Assignment:
In the material below, the required lines run from the one containing "Can you find the white" through the one containing "Can you find the blue". Copy those lines exactly, ends included, and nothing else.

Task inputs:
*** Begin section ***
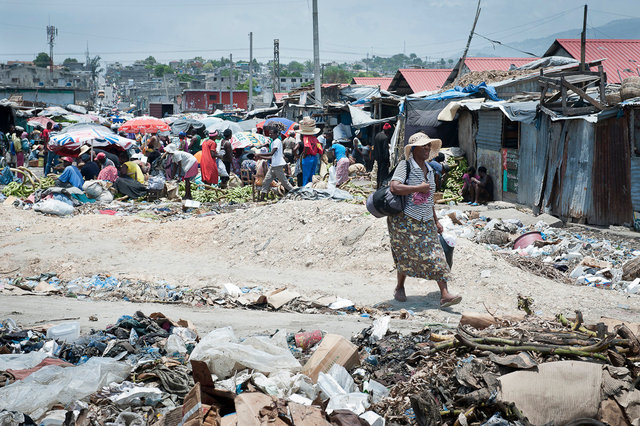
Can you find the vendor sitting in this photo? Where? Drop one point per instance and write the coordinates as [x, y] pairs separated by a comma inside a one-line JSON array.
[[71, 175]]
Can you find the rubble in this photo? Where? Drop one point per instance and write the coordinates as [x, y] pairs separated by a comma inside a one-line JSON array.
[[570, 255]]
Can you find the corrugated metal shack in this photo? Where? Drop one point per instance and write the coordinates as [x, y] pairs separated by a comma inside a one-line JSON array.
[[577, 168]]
*** End section ***
*** Begin section ***
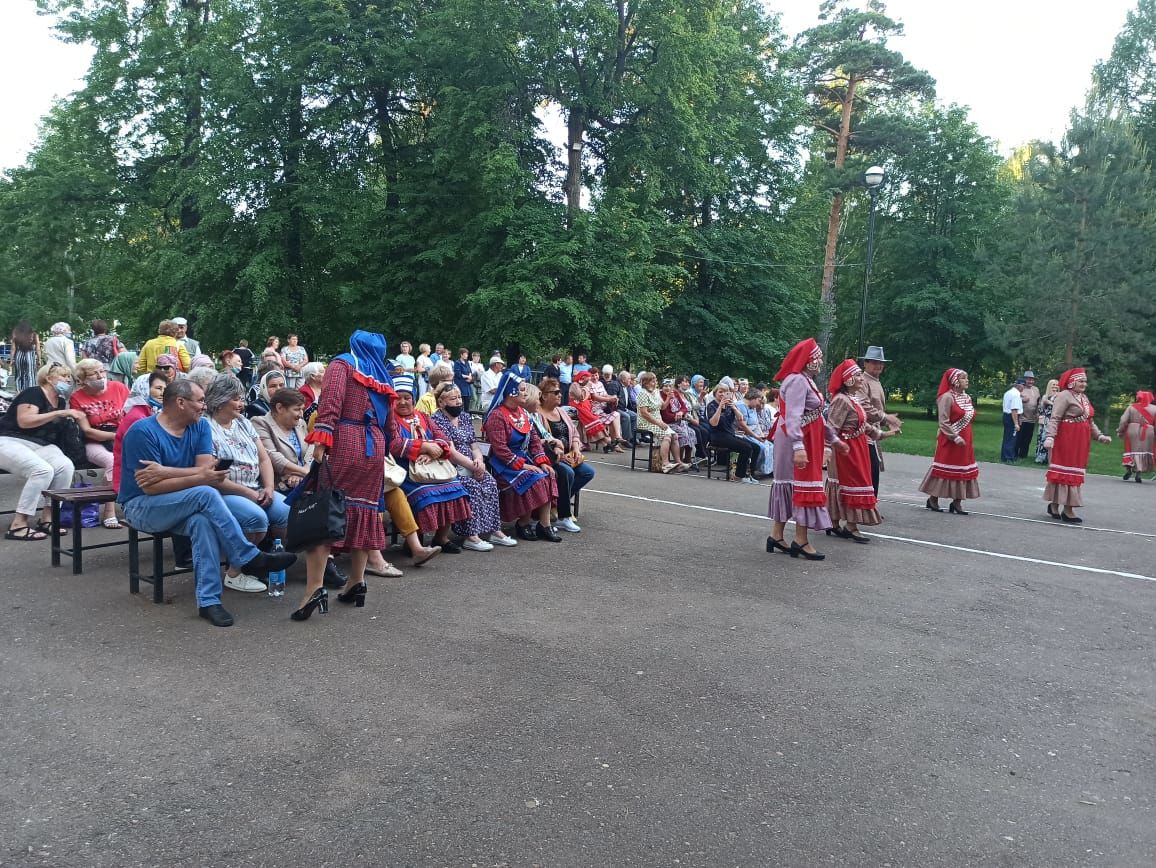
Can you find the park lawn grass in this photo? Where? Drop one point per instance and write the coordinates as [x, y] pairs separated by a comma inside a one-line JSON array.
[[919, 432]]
*** End section ***
*** Begin section ***
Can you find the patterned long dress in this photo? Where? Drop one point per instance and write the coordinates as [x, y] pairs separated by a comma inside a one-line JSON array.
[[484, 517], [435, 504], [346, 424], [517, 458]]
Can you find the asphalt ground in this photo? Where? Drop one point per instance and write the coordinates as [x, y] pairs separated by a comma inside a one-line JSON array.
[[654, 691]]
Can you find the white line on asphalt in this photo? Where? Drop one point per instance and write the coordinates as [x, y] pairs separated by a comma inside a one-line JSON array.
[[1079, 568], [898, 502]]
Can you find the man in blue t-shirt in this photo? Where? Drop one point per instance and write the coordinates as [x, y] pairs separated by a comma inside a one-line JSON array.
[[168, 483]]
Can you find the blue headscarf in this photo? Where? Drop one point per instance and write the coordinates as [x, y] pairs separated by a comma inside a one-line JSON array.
*** End section ***
Solved problem:
Can you find the white line on asphalt in this photo? Where? Drop one point per instance and write the coordinates as [x, y] pairs separated by a comma inside a one-line JSON array.
[[1079, 568], [898, 502]]
Can you find the man in blue t-shirt in this photo? Where? Drop one point per instance and write the coordinates as [x, y] pairs separated by a comma inside a one-line JSON array.
[[168, 483]]
Can you find the blue headscarf in this photo? Where? Drop one point per instance and write the coordinates as [x, y] pairs separated by a comma inside a one-line JSON array.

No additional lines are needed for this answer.